_EXERCISE OBJECTIVE_
Restate the last part of the records below word for word, beginning at the line with "Target: woman behind table" and ending at the final line.

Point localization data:

***

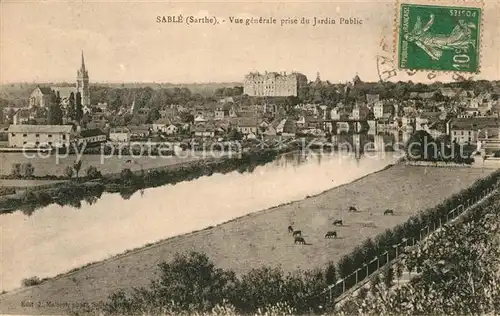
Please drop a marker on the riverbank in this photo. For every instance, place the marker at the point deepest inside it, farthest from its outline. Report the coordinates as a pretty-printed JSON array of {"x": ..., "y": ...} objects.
[{"x": 261, "y": 238}]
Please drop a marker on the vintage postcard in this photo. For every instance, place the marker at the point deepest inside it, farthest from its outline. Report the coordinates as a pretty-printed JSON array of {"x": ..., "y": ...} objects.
[{"x": 249, "y": 157}]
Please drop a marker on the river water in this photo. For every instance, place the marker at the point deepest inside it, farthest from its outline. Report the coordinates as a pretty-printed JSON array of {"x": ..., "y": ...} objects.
[{"x": 56, "y": 239}]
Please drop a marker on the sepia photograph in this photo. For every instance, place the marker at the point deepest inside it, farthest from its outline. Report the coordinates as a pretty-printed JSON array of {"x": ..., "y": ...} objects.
[{"x": 248, "y": 157}]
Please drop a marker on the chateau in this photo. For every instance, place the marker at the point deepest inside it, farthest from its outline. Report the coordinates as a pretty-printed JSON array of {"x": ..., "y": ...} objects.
[
  {"x": 273, "y": 84},
  {"x": 82, "y": 84}
]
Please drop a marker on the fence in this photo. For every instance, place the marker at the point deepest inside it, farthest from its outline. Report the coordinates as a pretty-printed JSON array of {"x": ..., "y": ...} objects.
[{"x": 339, "y": 290}]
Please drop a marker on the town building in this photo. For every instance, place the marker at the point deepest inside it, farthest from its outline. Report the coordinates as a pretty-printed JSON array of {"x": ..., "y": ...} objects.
[
  {"x": 119, "y": 134},
  {"x": 360, "y": 112},
  {"x": 465, "y": 130},
  {"x": 273, "y": 84},
  {"x": 380, "y": 109},
  {"x": 82, "y": 83},
  {"x": 91, "y": 137},
  {"x": 247, "y": 126},
  {"x": 33, "y": 136},
  {"x": 40, "y": 97}
]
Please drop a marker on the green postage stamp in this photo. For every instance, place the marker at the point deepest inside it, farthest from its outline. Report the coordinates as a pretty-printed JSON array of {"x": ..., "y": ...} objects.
[{"x": 442, "y": 38}]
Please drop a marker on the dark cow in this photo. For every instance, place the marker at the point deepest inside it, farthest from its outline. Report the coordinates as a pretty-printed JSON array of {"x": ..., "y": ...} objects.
[
  {"x": 299, "y": 240},
  {"x": 338, "y": 222},
  {"x": 331, "y": 234}
]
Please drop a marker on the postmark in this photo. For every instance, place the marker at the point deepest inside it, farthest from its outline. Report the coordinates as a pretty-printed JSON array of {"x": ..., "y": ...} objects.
[{"x": 438, "y": 37}]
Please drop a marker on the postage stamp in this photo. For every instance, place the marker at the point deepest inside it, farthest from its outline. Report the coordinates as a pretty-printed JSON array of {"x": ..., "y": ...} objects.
[{"x": 441, "y": 38}]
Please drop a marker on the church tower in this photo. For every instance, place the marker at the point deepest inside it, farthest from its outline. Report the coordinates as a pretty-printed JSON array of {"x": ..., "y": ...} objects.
[{"x": 82, "y": 84}]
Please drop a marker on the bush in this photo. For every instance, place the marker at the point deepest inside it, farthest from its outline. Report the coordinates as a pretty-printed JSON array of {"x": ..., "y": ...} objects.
[{"x": 31, "y": 281}]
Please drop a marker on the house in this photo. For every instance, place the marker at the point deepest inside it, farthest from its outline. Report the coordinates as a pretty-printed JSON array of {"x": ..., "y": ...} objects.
[
  {"x": 220, "y": 113},
  {"x": 490, "y": 139},
  {"x": 372, "y": 98},
  {"x": 407, "y": 122},
  {"x": 91, "y": 137},
  {"x": 40, "y": 97},
  {"x": 200, "y": 118},
  {"x": 171, "y": 129},
  {"x": 360, "y": 112},
  {"x": 436, "y": 129},
  {"x": 465, "y": 130},
  {"x": 204, "y": 130},
  {"x": 119, "y": 134},
  {"x": 247, "y": 125},
  {"x": 32, "y": 136},
  {"x": 426, "y": 118},
  {"x": 286, "y": 127},
  {"x": 161, "y": 125},
  {"x": 380, "y": 108},
  {"x": 269, "y": 129},
  {"x": 64, "y": 94}
]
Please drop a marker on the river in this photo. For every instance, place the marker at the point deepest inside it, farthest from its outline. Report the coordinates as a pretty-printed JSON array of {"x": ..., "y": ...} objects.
[{"x": 56, "y": 239}]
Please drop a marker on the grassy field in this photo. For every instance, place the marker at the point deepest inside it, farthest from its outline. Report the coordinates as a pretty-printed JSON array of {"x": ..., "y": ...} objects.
[
  {"x": 262, "y": 238},
  {"x": 115, "y": 164}
]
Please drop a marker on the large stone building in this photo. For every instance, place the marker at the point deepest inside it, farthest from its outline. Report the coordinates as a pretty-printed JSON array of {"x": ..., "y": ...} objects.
[
  {"x": 273, "y": 84},
  {"x": 82, "y": 84}
]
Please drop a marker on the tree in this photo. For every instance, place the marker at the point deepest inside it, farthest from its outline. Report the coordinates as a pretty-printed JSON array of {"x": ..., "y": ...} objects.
[
  {"x": 234, "y": 134},
  {"x": 78, "y": 107},
  {"x": 55, "y": 114},
  {"x": 421, "y": 146},
  {"x": 68, "y": 171}
]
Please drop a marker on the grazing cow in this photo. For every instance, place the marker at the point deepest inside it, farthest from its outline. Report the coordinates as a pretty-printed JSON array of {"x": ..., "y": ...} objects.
[
  {"x": 338, "y": 222},
  {"x": 331, "y": 234},
  {"x": 299, "y": 240}
]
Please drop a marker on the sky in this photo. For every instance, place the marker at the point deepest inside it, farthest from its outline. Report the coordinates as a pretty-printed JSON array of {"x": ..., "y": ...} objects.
[{"x": 42, "y": 41}]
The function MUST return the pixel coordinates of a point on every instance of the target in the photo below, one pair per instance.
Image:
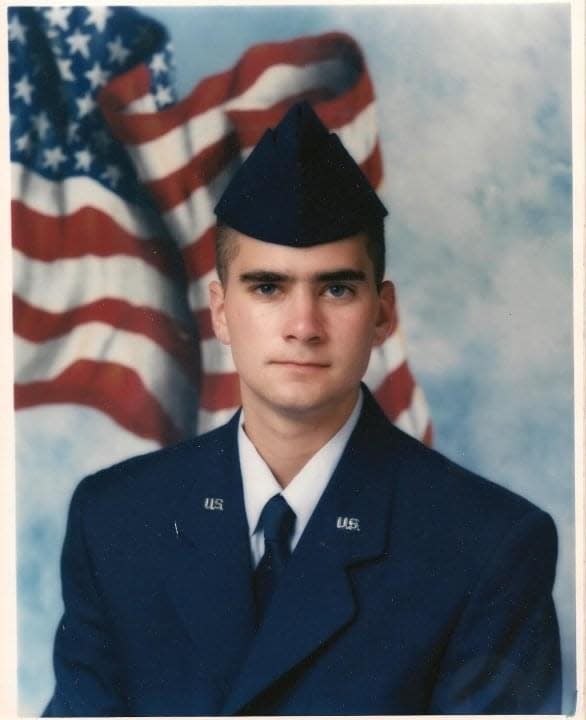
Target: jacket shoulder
(154, 480)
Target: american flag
(113, 187)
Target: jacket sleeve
(86, 673)
(504, 654)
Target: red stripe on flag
(85, 232)
(395, 393)
(427, 438)
(39, 325)
(198, 172)
(200, 256)
(114, 389)
(203, 318)
(216, 89)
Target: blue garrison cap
(299, 187)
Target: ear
(217, 308)
(387, 313)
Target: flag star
(72, 130)
(58, 17)
(41, 124)
(97, 76)
(16, 30)
(64, 66)
(78, 42)
(113, 174)
(163, 95)
(102, 139)
(85, 104)
(98, 17)
(23, 89)
(53, 157)
(118, 53)
(23, 143)
(158, 63)
(83, 160)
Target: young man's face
(301, 322)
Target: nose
(303, 321)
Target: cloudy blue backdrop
(474, 116)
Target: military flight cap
(299, 187)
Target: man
(308, 557)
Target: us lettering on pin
(346, 523)
(214, 503)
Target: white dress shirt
(302, 493)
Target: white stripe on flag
(166, 154)
(59, 198)
(207, 420)
(216, 357)
(158, 370)
(281, 81)
(63, 285)
(195, 215)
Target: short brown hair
(227, 250)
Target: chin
(302, 400)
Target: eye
(265, 289)
(339, 291)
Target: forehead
(348, 252)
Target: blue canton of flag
(60, 58)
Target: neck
(287, 443)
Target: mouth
(295, 364)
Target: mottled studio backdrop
(474, 118)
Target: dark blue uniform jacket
(436, 599)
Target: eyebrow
(269, 276)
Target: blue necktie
(277, 521)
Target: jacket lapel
(314, 599)
(211, 567)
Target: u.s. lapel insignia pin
(346, 523)
(214, 503)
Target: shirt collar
(305, 489)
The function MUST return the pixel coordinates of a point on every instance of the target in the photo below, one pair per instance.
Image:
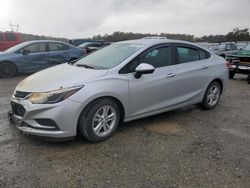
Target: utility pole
(14, 27)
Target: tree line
(236, 35)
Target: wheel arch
(115, 99)
(219, 81)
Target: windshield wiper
(86, 66)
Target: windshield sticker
(136, 45)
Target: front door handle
(204, 67)
(170, 75)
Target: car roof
(151, 42)
(37, 41)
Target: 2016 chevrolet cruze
(119, 83)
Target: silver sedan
(119, 83)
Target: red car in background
(9, 39)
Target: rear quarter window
(187, 54)
(204, 54)
(10, 37)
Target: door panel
(192, 74)
(152, 91)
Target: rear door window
(159, 57)
(187, 54)
(35, 48)
(57, 47)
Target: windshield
(247, 47)
(17, 47)
(110, 56)
(84, 44)
(222, 47)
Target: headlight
(53, 96)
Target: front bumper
(57, 120)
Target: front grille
(18, 109)
(21, 94)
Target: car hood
(61, 76)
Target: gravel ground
(188, 147)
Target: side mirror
(143, 68)
(25, 52)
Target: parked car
(9, 39)
(240, 62)
(32, 56)
(224, 48)
(119, 83)
(89, 47)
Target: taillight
(84, 51)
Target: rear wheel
(231, 74)
(212, 95)
(99, 120)
(7, 69)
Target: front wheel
(7, 70)
(212, 95)
(99, 120)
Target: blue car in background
(32, 56)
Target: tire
(223, 56)
(231, 74)
(212, 96)
(94, 123)
(7, 69)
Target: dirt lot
(184, 148)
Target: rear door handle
(170, 75)
(204, 67)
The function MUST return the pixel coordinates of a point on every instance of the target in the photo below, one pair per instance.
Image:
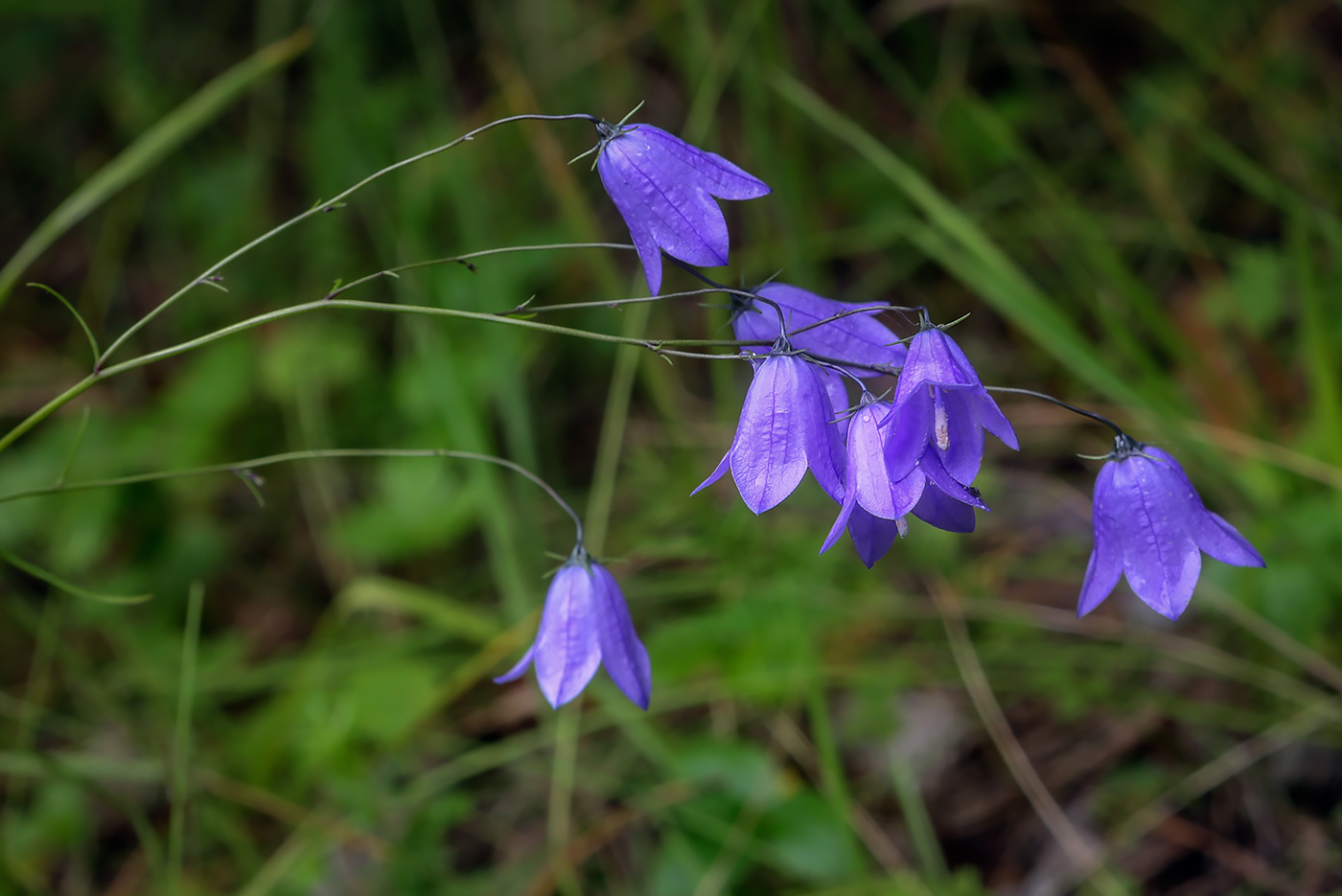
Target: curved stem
(318, 305)
(754, 297)
(1102, 419)
(238, 467)
(321, 207)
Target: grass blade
(151, 148)
(93, 342)
(970, 255)
(56, 581)
(181, 738)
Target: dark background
(1137, 204)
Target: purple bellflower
(943, 411)
(785, 426)
(1151, 526)
(874, 503)
(868, 484)
(859, 338)
(664, 188)
(586, 624)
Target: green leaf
(56, 581)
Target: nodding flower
(1151, 526)
(943, 409)
(586, 624)
(785, 428)
(664, 188)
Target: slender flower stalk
(664, 188)
(1151, 526)
(859, 338)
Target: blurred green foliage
(1136, 201)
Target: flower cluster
(916, 453)
(881, 460)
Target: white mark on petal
(942, 425)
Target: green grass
(1153, 232)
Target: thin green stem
(319, 207)
(255, 463)
(318, 305)
(466, 259)
(181, 739)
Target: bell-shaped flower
(785, 428)
(945, 411)
(859, 338)
(1151, 526)
(868, 484)
(664, 188)
(872, 537)
(586, 624)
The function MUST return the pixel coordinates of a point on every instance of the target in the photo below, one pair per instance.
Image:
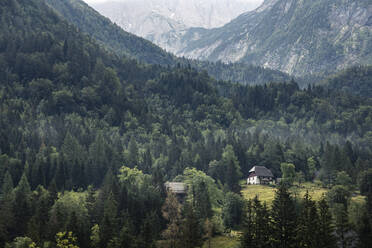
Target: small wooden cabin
(260, 175)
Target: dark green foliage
(191, 229)
(308, 224)
(284, 219)
(342, 225)
(355, 80)
(232, 210)
(365, 232)
(326, 236)
(71, 115)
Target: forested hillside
(113, 38)
(296, 37)
(88, 139)
(356, 80)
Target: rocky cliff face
(165, 22)
(295, 36)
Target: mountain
(164, 22)
(113, 38)
(356, 80)
(88, 139)
(108, 34)
(294, 36)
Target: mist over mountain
(165, 22)
(297, 37)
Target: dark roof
(261, 171)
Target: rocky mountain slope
(165, 22)
(113, 38)
(295, 36)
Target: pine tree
(308, 223)
(7, 221)
(365, 232)
(342, 225)
(7, 186)
(22, 207)
(247, 238)
(201, 201)
(171, 211)
(283, 215)
(108, 226)
(191, 231)
(326, 236)
(261, 224)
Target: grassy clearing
(223, 242)
(267, 193)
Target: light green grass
(223, 242)
(267, 193)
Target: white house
(260, 175)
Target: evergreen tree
(326, 236)
(232, 173)
(22, 206)
(201, 201)
(191, 229)
(261, 224)
(247, 238)
(365, 232)
(7, 185)
(342, 225)
(284, 217)
(108, 226)
(171, 211)
(308, 223)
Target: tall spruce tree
(247, 238)
(342, 225)
(365, 232)
(308, 223)
(284, 219)
(191, 229)
(261, 224)
(22, 206)
(326, 236)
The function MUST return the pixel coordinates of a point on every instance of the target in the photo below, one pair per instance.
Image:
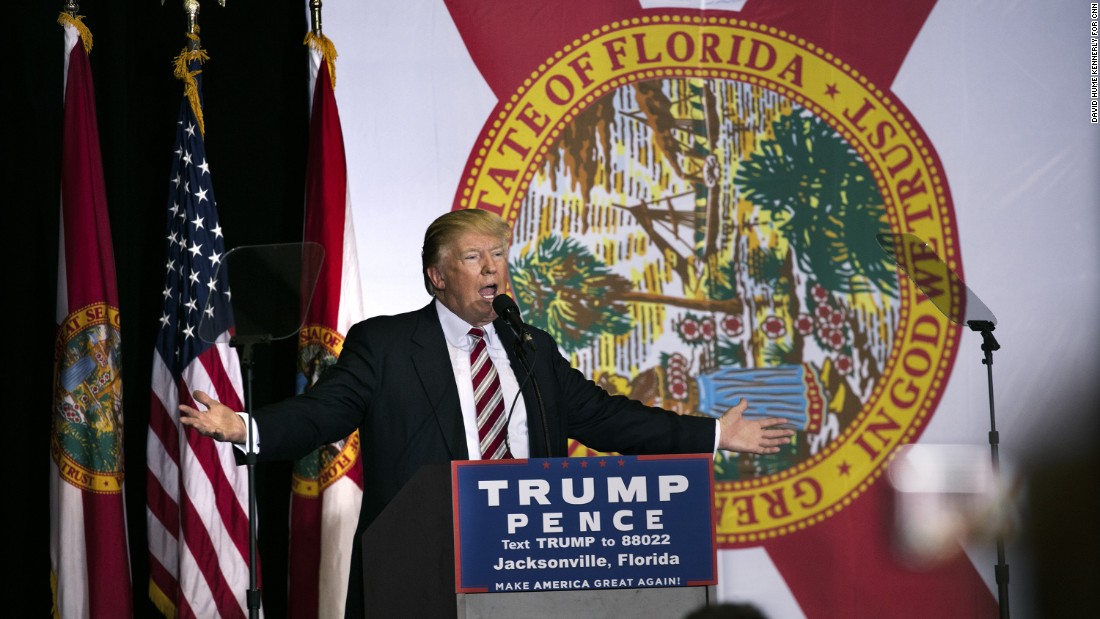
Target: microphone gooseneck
(507, 309)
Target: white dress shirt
(459, 345)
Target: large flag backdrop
(718, 177)
(88, 546)
(197, 496)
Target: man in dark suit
(404, 382)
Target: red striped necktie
(488, 399)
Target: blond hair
(448, 228)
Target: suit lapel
(432, 364)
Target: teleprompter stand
(272, 287)
(956, 301)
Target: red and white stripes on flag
(197, 496)
(88, 548)
(327, 484)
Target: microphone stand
(988, 345)
(244, 344)
(538, 394)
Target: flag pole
(244, 344)
(315, 17)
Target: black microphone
(507, 309)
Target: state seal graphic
(695, 205)
(87, 433)
(318, 350)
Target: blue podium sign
(583, 523)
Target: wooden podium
(409, 571)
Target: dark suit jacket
(394, 383)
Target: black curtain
(256, 120)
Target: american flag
(197, 510)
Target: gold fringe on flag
(190, 87)
(77, 22)
(323, 44)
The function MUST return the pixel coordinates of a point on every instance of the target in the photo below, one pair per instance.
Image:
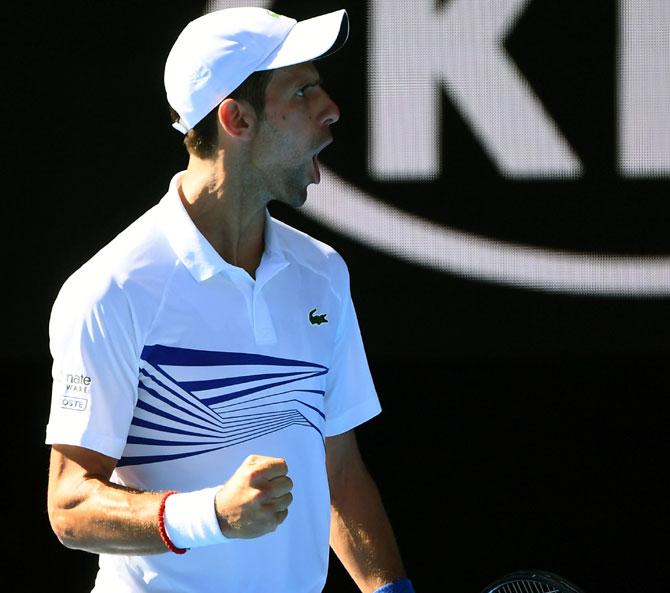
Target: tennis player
(208, 368)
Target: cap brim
(311, 39)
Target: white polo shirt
(181, 365)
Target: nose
(330, 112)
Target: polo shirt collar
(198, 255)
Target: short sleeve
(95, 366)
(351, 397)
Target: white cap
(216, 52)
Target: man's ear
(236, 118)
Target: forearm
(361, 533)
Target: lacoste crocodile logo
(317, 319)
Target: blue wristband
(399, 586)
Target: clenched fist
(255, 500)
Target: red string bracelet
(161, 526)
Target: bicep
(70, 467)
(343, 459)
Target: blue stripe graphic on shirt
(192, 402)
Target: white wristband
(190, 519)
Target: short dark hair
(201, 139)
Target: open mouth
(317, 170)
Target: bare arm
(361, 533)
(88, 512)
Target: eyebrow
(318, 81)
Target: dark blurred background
(523, 427)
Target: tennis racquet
(532, 581)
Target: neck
(225, 211)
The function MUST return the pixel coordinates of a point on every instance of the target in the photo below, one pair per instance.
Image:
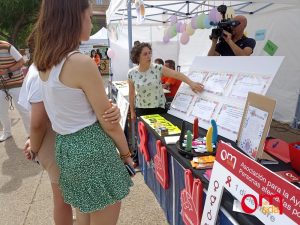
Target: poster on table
(261, 193)
(227, 82)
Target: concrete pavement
(26, 197)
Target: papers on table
(216, 82)
(229, 118)
(204, 109)
(182, 102)
(252, 130)
(223, 98)
(245, 83)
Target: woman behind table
(95, 57)
(31, 99)
(145, 89)
(93, 178)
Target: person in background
(235, 43)
(93, 178)
(99, 54)
(171, 84)
(159, 61)
(145, 89)
(95, 57)
(31, 99)
(11, 79)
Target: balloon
(229, 13)
(178, 26)
(200, 21)
(173, 19)
(166, 39)
(183, 28)
(207, 22)
(189, 29)
(110, 53)
(184, 39)
(140, 10)
(171, 31)
(194, 22)
(214, 15)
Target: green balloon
(200, 21)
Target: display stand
(227, 81)
(264, 194)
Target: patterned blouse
(148, 87)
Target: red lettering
(245, 207)
(270, 198)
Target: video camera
(224, 24)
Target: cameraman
(235, 43)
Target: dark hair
(136, 43)
(92, 51)
(159, 61)
(136, 51)
(58, 31)
(30, 44)
(171, 63)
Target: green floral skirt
(92, 175)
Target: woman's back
(66, 104)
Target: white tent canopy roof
(277, 20)
(160, 11)
(99, 38)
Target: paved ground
(25, 193)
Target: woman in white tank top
(31, 99)
(93, 178)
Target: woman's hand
(27, 150)
(112, 114)
(196, 87)
(128, 160)
(133, 116)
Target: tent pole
(129, 30)
(132, 122)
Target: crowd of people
(78, 147)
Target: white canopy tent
(99, 38)
(279, 20)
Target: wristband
(125, 155)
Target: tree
(16, 20)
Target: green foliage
(96, 25)
(16, 20)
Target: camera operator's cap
(214, 16)
(229, 13)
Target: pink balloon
(110, 53)
(194, 22)
(214, 15)
(173, 19)
(166, 39)
(183, 28)
(178, 26)
(184, 39)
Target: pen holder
(192, 153)
(295, 155)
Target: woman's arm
(131, 99)
(195, 86)
(87, 78)
(38, 125)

***

_TASK RESULT_
Target: woman behind table
(95, 57)
(31, 99)
(145, 89)
(93, 178)
Target: person in background
(235, 43)
(93, 178)
(99, 54)
(171, 84)
(159, 61)
(145, 89)
(95, 57)
(31, 99)
(11, 79)
Target: balloon
(229, 13)
(178, 26)
(200, 21)
(173, 19)
(166, 39)
(183, 28)
(207, 22)
(189, 29)
(110, 53)
(184, 39)
(140, 10)
(171, 31)
(194, 22)
(214, 15)
Target: green balloon
(200, 21)
Target: display stand
(227, 81)
(264, 194)
Target: patterned blouse
(148, 87)
Target: red lettering
(245, 207)
(270, 198)
Target: video camera
(224, 24)
Target: cameraman
(235, 43)
Target: dark hair
(136, 43)
(92, 51)
(159, 61)
(136, 51)
(58, 31)
(30, 44)
(171, 63)
Target: green floral skirt
(92, 175)
Target: woman's back
(66, 104)
Target: white tent canopy roof
(277, 20)
(160, 11)
(99, 38)
Target: paved ground
(25, 193)
Target: woman in white tank top
(31, 99)
(93, 178)
Target: woman's hand
(27, 150)
(112, 114)
(196, 87)
(128, 160)
(133, 116)
Target: tent pole
(129, 30)
(132, 122)
Target: crowd of people
(78, 147)
Target: white canopy tent
(99, 38)
(279, 20)
Target: wristband
(125, 155)
Target: tree
(16, 20)
Target: green foliage
(96, 25)
(16, 20)
Target: camera operator's cap
(214, 16)
(229, 13)
Target: pink balloon
(110, 53)
(194, 22)
(214, 15)
(173, 19)
(166, 39)
(183, 28)
(178, 26)
(184, 39)
Target: pen holder
(192, 153)
(295, 155)
Target: woman's arm
(131, 99)
(195, 86)
(87, 78)
(38, 125)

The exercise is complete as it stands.